:: DATA ::
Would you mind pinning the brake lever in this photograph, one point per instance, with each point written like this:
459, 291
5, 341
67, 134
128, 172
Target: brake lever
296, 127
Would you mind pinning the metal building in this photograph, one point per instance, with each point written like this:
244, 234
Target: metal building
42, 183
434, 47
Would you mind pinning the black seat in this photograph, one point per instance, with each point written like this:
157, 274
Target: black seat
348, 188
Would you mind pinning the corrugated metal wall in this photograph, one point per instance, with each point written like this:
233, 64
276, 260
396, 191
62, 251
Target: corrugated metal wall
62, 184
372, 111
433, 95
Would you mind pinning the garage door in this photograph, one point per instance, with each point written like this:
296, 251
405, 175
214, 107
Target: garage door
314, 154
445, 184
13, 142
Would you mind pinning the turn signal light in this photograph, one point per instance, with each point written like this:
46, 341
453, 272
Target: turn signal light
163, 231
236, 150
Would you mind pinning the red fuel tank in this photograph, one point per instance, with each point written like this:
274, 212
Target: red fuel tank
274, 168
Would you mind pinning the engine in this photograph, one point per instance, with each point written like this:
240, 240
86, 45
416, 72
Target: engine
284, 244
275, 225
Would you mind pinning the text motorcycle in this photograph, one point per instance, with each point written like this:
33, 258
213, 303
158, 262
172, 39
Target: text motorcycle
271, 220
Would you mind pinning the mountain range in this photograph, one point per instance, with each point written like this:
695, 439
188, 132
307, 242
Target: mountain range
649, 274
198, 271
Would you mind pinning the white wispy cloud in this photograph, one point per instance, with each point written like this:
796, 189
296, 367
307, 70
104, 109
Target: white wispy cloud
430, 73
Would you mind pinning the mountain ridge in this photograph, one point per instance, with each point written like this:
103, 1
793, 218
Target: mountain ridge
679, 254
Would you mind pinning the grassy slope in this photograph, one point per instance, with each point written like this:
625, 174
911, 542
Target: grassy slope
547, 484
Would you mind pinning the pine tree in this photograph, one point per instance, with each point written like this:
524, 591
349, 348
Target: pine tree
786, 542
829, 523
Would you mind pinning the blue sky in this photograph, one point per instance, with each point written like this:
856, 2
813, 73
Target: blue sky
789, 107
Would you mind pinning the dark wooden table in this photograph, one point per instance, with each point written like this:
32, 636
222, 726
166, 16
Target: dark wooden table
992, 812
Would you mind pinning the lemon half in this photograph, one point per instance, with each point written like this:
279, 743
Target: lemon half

:: WHAT YOU SHOULD DO ::
Give back the data exactly, with no line dropped.

:: YOUR SOLUTION ::
Would you mind pinning the brake lever in this photograph, one point per instance, with each point written like this:
459, 291
5, 341
67, 134
128, 172
Target: brake lever
296, 127
Would you mind pinning the metal building in this photograph, one point per instance, with each point written like this:
244, 234
Target: metal building
42, 183
434, 47
Would you mind pinning the black seat in this photograph, one point per instance, with each point written like this:
157, 274
Target: black seat
348, 188
Would you mind pinning the corrugated metal wall in this photograph, one point per instance, with each point written like this:
233, 64
276, 260
396, 191
62, 251
Target: corrugated metal wall
62, 184
372, 111
433, 95
Would you mind pinning the garage door in this photograph, one point per instance, with each point written like this:
296, 251
405, 175
214, 107
Target: garage door
314, 154
445, 184
13, 142
Would you mind pinning the turn signal light in this photograph, one point per instance, with each point written like this:
46, 341
453, 272
Target: turn signal light
163, 231
236, 150
Would you mind pinning the red fuel tank in this photograph, one point per instance, with each point written like this:
274, 212
Target: red fuel tank
274, 168
Would you mind pinning the engine in this photograph, one point per instance, with each point written like this:
240, 240
86, 45
416, 72
Target: engine
284, 244
275, 225
Would you mind pinning the text motorcycle in this photograph, one point per instance, with each point written like this:
33, 258
213, 303
158, 262
172, 39
Target: text motorcycle
271, 220
Would you mind pinning the mountain range in this photograph, one point per instance, with each point written like this:
695, 439
188, 132
307, 242
Target: mountain range
649, 274
198, 271
Would you mind pinning the white wispy cloud in this photograph, one point per instance, with each point written like this:
796, 189
296, 367
307, 70
104, 109
Target: white wispy cloud
430, 73
Would you mind pinning the mountain ridge in this photograph, one point per instance, with each point written like this:
103, 1
793, 218
Target: mountain ridge
679, 254
Would you mind pinning the grassy slope in this photograph, one point per instance, with each point written like this:
625, 174
911, 542
Target: grassy slope
547, 484
Would you mind pinning the pine tree in this photograph, one point per instance, with each point written like this:
524, 591
349, 348
Target: pine tree
786, 542
829, 523
Would you mind pinning the blue sky in this photograph, one point per instance, with each point written like this:
856, 2
813, 73
Target: blue sky
789, 107
Would you mind pinning the dark wooden table in this photograph, one point per instance, with each point written like this:
32, 636
222, 726
166, 16
Target: dark wooden table
992, 812
Would you mind pinning the lemon half in this photograph, one point per instance, with each point written like this:
279, 743
Target: lemon half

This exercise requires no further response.